- **What is needed**
Repeat each of the following items word for word.

- **Point annotation records**
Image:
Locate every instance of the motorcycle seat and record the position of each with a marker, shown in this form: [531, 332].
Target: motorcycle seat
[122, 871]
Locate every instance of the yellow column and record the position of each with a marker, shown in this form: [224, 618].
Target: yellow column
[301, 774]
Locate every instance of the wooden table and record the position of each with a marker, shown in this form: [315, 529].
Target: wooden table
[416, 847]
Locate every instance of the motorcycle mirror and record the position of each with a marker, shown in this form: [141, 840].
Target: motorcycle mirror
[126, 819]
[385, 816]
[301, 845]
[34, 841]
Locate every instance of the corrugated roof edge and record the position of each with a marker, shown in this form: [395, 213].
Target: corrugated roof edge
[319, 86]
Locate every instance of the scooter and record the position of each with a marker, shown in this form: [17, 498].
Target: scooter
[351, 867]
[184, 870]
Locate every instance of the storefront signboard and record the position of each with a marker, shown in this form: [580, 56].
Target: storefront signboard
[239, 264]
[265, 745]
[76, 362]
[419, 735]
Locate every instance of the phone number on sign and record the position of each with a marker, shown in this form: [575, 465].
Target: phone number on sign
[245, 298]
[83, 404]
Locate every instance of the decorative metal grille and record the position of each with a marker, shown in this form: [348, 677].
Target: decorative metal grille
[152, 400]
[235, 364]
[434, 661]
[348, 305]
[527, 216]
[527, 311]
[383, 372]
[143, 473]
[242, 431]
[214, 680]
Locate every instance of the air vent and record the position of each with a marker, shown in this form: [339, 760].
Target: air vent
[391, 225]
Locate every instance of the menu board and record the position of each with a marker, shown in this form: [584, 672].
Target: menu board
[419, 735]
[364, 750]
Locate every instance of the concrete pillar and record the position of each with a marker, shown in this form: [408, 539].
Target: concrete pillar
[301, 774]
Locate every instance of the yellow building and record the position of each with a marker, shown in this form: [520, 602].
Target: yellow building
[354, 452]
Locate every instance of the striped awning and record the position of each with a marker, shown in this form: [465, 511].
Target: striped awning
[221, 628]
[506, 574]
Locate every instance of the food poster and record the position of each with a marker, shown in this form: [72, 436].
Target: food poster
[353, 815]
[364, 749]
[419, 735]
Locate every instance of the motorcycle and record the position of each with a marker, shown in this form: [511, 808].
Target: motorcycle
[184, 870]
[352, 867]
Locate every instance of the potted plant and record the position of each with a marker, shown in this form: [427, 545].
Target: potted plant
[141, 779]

- **Full solution**
Image:
Locate every instance of the motorcycle seat and record the position of each with a marker, shown in this form: [531, 332].
Target: motorcycle seat
[122, 871]
Locate every instance of the yellow column and record the position of each with a marker, shown in this form: [224, 618].
Target: yellow column
[301, 774]
Locate every instance of the wooden table and record the position of each with a marker, shown in this form: [315, 529].
Target: wooden table
[416, 847]
Locate every instance of the motorcycle mirror and record the position of each with a marker, shown in this form: [141, 840].
Target: motorcycle mirror
[126, 819]
[385, 816]
[301, 845]
[34, 841]
Locate every instance of the corrugated roof edge and record the position of each with a marker, shown in this form: [395, 213].
Target: corrugated roof edge
[319, 86]
Locate every instance of the scooter and record the position of each with a marker, shown in this form: [17, 498].
Target: scooter
[351, 867]
[184, 870]
Locate every instance of the storefront signboard and record the position of each with a marker, shown in this form: [580, 56].
Target: storefront signboard
[239, 264]
[265, 745]
[76, 362]
[419, 735]
Locate every instance of the phone number on sign and record the position of each with a marker, shown in this form: [575, 465].
Target: phone number on sign
[245, 298]
[83, 404]
Locate every instance of the decorative metal grille and record the position of each with a marker, shown in this form: [348, 677].
Target: decorative metal grille
[152, 400]
[235, 364]
[434, 661]
[348, 305]
[527, 216]
[527, 311]
[383, 372]
[143, 473]
[242, 431]
[214, 680]
Locate every instance of the air vent and record the position of each with a marker, shown in this form: [339, 760].
Target: air vent
[391, 225]
Locate every instance of the menu board and record the position of each with a marker, shown in this form: [584, 672].
Target: menu board
[419, 735]
[364, 750]
Locate every instance of the concrete pillar and record the position of each with a marker, shown in this form: [408, 539].
Target: concrete pillar
[301, 774]
Locate every instance of the yellow building and record the position of each with a marker, shown in this form: [520, 602].
Target: yellow building
[354, 452]
Locate every instance of the striped awning and record the position of each with a marker, shown in this form: [465, 511].
Target: striped awning
[221, 628]
[506, 574]
Locate every instance of the food poster and record the position of each with a marker, shown in this form: [72, 436].
Target: food poster
[353, 815]
[364, 749]
[419, 735]
Locate every instance of the motorcycle and record the position of each with a marker, shown in this form: [511, 808].
Target: motorcycle
[184, 870]
[352, 867]
Locate every instance of the potted plant and record the position of each with a marker, shown in this form: [427, 545].
Target: potted plant
[141, 779]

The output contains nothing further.